Ryan Finnie

A brave new world of blogging

About a month ago, I converted my blogs over to Jekyll. (I’ve also made the leap and converted all of my web sites over to HTTPS, and upgraded my main colo box from Ubuntu 14.04 to 16.04, taking the opportunity to retire a ton of old PHP code during the upgrade from PHP 5 to PHP 7. It’s been a busy few weeks.)

Part of the process of converting the blogs to Jekyll was storing the site data and posts in Git repositories. This was mostly for my own benefit, and I certainly could have kept the repositories private, but instead chose to push them to GitHub (finnie.org, blog.finnix.org) to serve as examples for others who may wish to do the same thing.

At the bottom of each page, I do have a small “Git source” link to the corresponding page on GitHub. I didn’t expect anyone would really notice, and I certainly did not expect anyone to make a pull request against the repositories. So I was surprised when I saw this pull request, by someone who fixed the formatting on one of my imported posts.

Unexpected, but certainly welcome! So feel free to open Issues or PRs against those repositories, but I would discourage you from actually writing new posts and asking for them to be published via a PR.

As for writing posts, editing was an unexpected complication. While I spend most of my day in a terminal editor[0] which is fine for writing code and the occasional documentation, I found I wasn’t comfortable doing free-form writing there. I’ve simply been used to writing blog posts in a web browser for over 15 years (LiveJournal, then Wordpress), with instant spell checking and a relatively quick preview available. While I’ve got a few things I want to write about, I found myself hesitating with the actual writing because of the editor situation.

SET TASK 1
Please shift the records from the line with "like (813, 178)." up to and including the line with "(1047, 348)" by rewriting those lines, requests included, with 5 added to every coordinate in the answers. Leave the numbers in the requests and their format samples unchanged, and give only those lines.
SET TASK 2
Go on with the post about moving blogs to Jekyll from the point where it stops.

DATASET CONTENT
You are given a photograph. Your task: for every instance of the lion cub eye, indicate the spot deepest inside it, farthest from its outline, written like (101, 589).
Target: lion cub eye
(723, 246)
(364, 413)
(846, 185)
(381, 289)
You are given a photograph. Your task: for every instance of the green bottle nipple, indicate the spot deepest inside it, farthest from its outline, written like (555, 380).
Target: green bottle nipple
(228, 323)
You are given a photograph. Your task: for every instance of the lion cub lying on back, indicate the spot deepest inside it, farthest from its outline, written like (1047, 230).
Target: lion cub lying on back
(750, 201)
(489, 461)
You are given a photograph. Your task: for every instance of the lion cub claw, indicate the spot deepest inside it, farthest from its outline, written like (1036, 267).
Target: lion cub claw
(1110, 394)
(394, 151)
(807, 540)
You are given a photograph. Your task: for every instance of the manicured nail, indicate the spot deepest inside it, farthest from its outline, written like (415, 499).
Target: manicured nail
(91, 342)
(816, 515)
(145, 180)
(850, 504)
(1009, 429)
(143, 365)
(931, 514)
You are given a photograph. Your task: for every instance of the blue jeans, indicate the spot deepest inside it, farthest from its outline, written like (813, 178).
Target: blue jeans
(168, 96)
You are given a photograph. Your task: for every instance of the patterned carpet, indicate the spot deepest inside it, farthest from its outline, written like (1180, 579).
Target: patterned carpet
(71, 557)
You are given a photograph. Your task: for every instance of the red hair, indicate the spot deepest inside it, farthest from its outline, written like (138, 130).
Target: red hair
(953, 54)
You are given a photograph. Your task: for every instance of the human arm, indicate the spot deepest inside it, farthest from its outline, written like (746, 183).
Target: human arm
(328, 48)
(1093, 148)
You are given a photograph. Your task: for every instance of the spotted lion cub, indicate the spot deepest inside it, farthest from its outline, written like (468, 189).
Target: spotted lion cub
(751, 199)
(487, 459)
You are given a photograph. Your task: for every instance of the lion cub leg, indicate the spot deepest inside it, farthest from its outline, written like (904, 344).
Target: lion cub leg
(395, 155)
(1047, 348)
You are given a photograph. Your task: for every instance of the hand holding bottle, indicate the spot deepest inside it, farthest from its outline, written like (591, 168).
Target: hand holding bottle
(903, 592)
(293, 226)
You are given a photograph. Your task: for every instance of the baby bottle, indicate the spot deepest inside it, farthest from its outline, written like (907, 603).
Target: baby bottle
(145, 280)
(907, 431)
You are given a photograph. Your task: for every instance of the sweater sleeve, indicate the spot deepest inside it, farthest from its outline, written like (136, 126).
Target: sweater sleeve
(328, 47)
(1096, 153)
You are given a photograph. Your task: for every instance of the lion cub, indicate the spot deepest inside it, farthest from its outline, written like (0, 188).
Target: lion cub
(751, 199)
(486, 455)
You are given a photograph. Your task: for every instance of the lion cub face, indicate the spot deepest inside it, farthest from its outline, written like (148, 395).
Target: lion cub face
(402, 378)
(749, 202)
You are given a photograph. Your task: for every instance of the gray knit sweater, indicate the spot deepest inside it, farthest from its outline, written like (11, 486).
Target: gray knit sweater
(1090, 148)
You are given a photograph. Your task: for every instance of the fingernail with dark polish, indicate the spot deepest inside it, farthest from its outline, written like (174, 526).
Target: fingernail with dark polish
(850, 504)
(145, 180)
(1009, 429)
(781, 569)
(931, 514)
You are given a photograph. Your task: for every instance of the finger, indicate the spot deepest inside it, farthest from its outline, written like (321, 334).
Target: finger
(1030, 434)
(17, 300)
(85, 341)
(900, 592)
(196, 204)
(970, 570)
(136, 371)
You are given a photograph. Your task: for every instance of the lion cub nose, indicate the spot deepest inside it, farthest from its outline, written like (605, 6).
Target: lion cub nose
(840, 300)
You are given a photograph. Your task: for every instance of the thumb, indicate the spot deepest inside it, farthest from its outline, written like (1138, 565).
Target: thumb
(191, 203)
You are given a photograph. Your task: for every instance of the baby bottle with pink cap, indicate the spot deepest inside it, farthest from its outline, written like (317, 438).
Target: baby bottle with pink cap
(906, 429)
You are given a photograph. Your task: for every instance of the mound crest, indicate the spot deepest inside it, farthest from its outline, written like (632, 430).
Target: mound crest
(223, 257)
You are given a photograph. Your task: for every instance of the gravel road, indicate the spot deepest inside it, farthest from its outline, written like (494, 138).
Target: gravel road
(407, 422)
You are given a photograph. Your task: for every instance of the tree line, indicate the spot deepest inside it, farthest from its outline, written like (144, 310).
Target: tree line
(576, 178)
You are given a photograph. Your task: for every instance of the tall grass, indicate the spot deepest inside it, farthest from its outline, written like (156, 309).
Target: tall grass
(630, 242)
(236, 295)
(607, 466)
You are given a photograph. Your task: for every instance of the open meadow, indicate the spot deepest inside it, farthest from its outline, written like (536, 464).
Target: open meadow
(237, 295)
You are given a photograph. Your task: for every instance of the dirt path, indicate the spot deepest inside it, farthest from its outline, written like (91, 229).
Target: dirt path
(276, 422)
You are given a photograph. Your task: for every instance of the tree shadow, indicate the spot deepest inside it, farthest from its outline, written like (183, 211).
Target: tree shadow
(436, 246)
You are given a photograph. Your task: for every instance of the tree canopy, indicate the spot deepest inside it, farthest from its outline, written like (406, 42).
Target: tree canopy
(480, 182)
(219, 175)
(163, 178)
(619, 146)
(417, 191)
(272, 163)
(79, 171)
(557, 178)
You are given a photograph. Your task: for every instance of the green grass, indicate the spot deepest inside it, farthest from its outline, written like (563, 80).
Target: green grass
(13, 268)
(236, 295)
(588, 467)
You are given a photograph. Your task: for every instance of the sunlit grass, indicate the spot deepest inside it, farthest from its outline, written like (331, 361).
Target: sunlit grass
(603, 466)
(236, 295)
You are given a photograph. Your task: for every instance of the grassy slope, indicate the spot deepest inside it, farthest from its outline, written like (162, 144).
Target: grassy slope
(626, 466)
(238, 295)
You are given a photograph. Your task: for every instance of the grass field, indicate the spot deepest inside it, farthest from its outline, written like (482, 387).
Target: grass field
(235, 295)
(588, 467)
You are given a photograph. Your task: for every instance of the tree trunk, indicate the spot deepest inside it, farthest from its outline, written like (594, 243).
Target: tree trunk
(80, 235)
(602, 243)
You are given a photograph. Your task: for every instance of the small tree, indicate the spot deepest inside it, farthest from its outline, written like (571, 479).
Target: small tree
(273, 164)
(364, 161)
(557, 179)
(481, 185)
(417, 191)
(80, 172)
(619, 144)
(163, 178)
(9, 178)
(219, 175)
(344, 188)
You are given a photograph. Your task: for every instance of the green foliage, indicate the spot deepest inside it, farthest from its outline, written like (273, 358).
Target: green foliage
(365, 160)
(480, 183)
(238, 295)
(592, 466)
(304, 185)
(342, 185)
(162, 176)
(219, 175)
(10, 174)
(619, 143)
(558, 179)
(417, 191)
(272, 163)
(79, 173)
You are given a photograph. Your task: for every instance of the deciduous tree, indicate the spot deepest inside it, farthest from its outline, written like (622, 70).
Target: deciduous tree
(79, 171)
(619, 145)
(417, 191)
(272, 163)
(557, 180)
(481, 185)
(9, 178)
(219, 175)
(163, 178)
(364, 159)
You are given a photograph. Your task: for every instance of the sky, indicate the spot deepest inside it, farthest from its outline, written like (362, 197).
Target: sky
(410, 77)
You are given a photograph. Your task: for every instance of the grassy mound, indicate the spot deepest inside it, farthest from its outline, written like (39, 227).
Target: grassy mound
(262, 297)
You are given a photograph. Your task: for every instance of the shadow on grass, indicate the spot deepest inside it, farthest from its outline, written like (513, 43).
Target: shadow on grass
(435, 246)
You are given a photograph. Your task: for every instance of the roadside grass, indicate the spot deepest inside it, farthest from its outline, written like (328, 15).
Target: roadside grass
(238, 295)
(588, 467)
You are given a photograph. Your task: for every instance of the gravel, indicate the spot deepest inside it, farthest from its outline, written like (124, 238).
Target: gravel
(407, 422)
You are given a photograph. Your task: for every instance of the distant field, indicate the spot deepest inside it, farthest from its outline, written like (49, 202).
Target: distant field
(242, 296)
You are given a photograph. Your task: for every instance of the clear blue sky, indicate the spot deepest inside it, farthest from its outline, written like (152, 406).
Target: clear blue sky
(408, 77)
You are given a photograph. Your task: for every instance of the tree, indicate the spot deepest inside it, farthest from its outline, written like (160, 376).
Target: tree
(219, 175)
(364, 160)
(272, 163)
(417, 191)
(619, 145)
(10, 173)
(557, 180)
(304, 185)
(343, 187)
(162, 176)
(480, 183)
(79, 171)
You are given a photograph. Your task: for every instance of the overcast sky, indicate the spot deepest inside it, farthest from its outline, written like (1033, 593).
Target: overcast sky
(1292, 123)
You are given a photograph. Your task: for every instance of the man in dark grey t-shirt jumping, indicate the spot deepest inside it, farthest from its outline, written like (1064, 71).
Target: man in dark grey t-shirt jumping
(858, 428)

TASK OUTPUT 1
You are given a photograph. Your task: for every instance of the blue jeans, indicate the spot deepest inside it, farthest from its outline, written like (813, 178).
Target: blue jeans
(173, 101)
You are given a photograph. Your task: for every instance of the patterned carpet, indicate the spot deepest inside it, farthest from its outline, written like (1180, 579).
Target: patterned carpet
(76, 562)
You are given a photograph. Your task: for every instance of the red hair, indicate the spot deepest inside it, farthest from its outline, written like (138, 130).
Target: red hair
(958, 59)
You are given a photograph. Your task: for every instance of the human arm, indicate the spot deepest inside it, farthest from its outline, written like (746, 183).
Target: human arm
(333, 53)
(1098, 153)
You are given a photograph. Your task: for every instance of the spotted lion cub, indicate the spot deepest inside it, farthest from its outline, written like (468, 189).
Target: spotted lion cub
(756, 204)
(492, 464)
You are given a photograph. Your task: for every instance of the lion cub leg, indicate the spot deepest inside it, farthest from its outline, written like (904, 344).
Target: lion cub leg
(400, 160)
(1052, 353)

TASK OUTPUT 2
I went looking for an editor I could use just for Markdown blog post writing, and eventually came across ReText. It’s primarily a Markdown editor which is good for this purpose, has built-in spell checking, Markdown highlighting, a dropdown list of common Markdown formatting, and most usefully, allows for side-by-side editing and live preview. This is the first post I’ve written completely with ReText, and while it’s not perfect, it’s made it easier for me to just write.

[0] Most of the time it’s nano, if you must know. Yes, get it out of your system. I’ve been using nano née pico since my first days on “the Internet”, a 1992 dialup BSD VAX account which had the full UW suite. So yes, I’ve been using nano since before some of you were born.

Sure, Let's Encrypt!

This weekend I converted all of my web sites to SSL (technically TLS), using Let’s Encrypt certificates.

For a few years, I had been using StartCom’s free SSL cert for a non-essential web site on my main server. StartCom was effectively the only viable free certificate authority at the time, with good browser support. CAcert wasn’t too useful since almost nothing ships with its CA certificates, while Comodo has free SSL certs which expire after 90 days, essentially a free demo.

I had been planning on tackling global SSL since earlier this year. The biggest hurdle is adoption of Server Name Indication, or SNI. Before SNI, you were limited to one SSL certificate per IP address, much like the time in the 90s before name-based virtual hosts. And like name-based virtual hosts, even after the technology was developed, it was slow to be adopted since name-based vhosts and SNI both require the web client to have support for them.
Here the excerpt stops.